→ O QUE FAZER:
**a)** Com base no texto sobre a peça Lorenzaccio, responda a cada pergunta numa linha própria:
(i) Quem encena a peça?
(ii) Que lugar representa o som da água?
(iii) Segundo a sinopse, quem assassina Alessandro de Médeci?
**b)** Reproduza, por favor, o trecho do texto sobre a peça Lorenzaccio entre "No que diz respeito" e "público no espaço.", inclusive.
**c)** Retome o texto sobre a peça Lorenzaccio a partir do ponto em que ele termina.

→ EXCERTO PARA LEITURA:
# # #

Fruto de uma coprodução Teatro Nacional São João e Teatro do Bolhão, encenada por Rogério de Carvalho e com dramaturgia e tradução de Alexandra Moreira da Silva, “Lorenzaccio” oferece ao espetador duas tragédias – a pessoal e a da cidade – e várias intrigas.

No que diz respeito à tragédia pessoal, em causa está o protagonista, Lorenzo, depreciativamente chamado “Lorenzaccio”, e já no que se refere à cidade, essa é Florença, cidade italiana que se “transfere” para o Bolhão, no Porto, mas não se apresenta ao espetador de forma física ou visual, uma vez que palco aparece perante a assistência despojado de cenário, praticamente vazio, como que em contradição com a linguagem da peça, clássica e densa.

São expressões como “uma multidão de sombras”, acompanhada pelo olhar da atriz no horizonte, ou “aquela mulher bonita ali ao longe”, sussurrada pelo ator, que têm a tarefa de localizar o público no espaço.

Também os sons, como o da água que – conforme revelou esta tarde Rogério de Carvalho aos jornalistas após um ensaio de imprensa – representa o rio Arno de Florença, têm essa tarefa de contextualização.

“O espaço é abstrato. Pode ser a praça ou o palácio, uma paisagem humana. A presença e a palavra do ator é que determinam o espaço. Dá-se espaço ao imaginário do espetador. Esta é uma peça literária. A escuta do espetador é muito importante”, descreveu Rogério de Carvalho.

Ao lado, o ator protagonista, Cláudio da Silva, e a atriz Sandra Salomé, desvendam que “Lorenzaccio” é “uma reflexão sobre a natureza humana” e integra “ideias muito pertinentes quer para uma leitura pessoal, quer coletiva, face à atualidade”.

De acordo com o programa de sala da peça, “Lorenzaccio” é “sobre uma cidade, um ser coletivo feito de inúmeras vozes, comunidade humana que a corrupção política destrói e divide”.

Já a sinopse desta peça em cinco atos diz que Alfred de Musset conta “a partir de relatos da história de Florença do século XVI o derrube do ducado tirano de Alessandro de Médeci, assassinado pelo primo Lorenzo, depreciativamente chamado ‘Lorenzaccio’ porque frustra os ideais de mudança”.

# # #

→ DADOS PARA ANÁLISE:
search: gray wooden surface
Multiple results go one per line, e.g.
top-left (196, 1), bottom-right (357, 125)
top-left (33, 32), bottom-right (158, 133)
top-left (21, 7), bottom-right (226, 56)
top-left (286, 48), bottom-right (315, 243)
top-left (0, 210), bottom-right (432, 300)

# # #

→ RESPOSTAS POR TAREFA:
**a)**
(i) Rogério de Carvalho.
(ii) O rio Arno de Florença.
(iii) O primo Lorenzo.

**b)**
No que diz respeito à tragédia pessoal, em causa está o protagonista, Lorenzo, depreciativamente chamado “Lorenzaccio”, e já no que se refere à cidade, essa é Florença, cidade italiana que se “transfere” para o Bolhão, no Porto, mas não se apresenta ao espetador de forma física ou visual, uma vez que palco aparece perante a assistência despojado de cenário, praticamente vazio, como que em contradição com a linguagem da peça, clássica e densa.

São expressões como “uma multidão de sombras”, acompanhada pelo olhar da atriz no horizonte, ou “aquela mulher bonita ali ao longe”, sussurrada pelo ator, que têm a tarefa de localizar o público no espaço.

**c)**
“Musset ergue tanto um drama pessoal em torno desta figura, assombrada por uma inquietação hamletiana, como uma crítica a uma sociedade em decadência”, lê-se na sinopse que também apresenta “Lorenzaccio” como uma “obra crucial do drama romântico francês, tida como irrepresentável” por ter sido várias vezes alvo de censura moral ou política e devido ao número de personagens e às mudanças bruscas de lugar, aquele lugar em palco que pertence à imaginação do espetador em cumplicidade com o ator.

“Não é à toa que o texto esperou quase 200 anos para ser apresentado. Parece mais um argumento de um filme do que uma peça de teatro, pelo menos no sentido clássico ou quando pensamos na forma como o teatro era entendido quando ele [Alfred de Musset] o escreveu”, referiu esta tarde o diretor do Teatro do Bolhão, Pedro Aparício.

Ideias sociais, a luta pública e política, a tirania, um Lorenzo de sombras e um Lorenzo clarividente, a noção de honestidade, e a solidão de um herói – são vários aspetos de um espetáculo que esteve para estrear a 28 de maio, mas circunstâncias relacionadas com a pandemia da COVID-19 obrigaram a uma reformulação de calendário e de elenco.

“Este foi e é um desafio tremendo até porque o elenco é muito grande. Mas desde a sua fundação que o [Teatro do] Bolhão ambicionava estrear ‘Lorenzaccio’”, contou esta tarde Pedro Aparício, enquanto Alexandra Moreira da Silva, citada no dossier distribuído à imprensa, refere-se a esta estreia nacional como “um marco hercúleo”.

“Lorenzaccio” está em cena até 14 de novembro às quartas e quintas-feiras às 19:00, às sextas-feiras e sábados às 21:00, e aos domingos às 16:00.

Para dia 25 de outubro está agendada uma conversa pós-espetáculo, enquanto a recita do dia 01 de novembro conta com tradução simultânea em Língua Gestual Portuguesa.

O preço dos bilhetes é de 10 euros.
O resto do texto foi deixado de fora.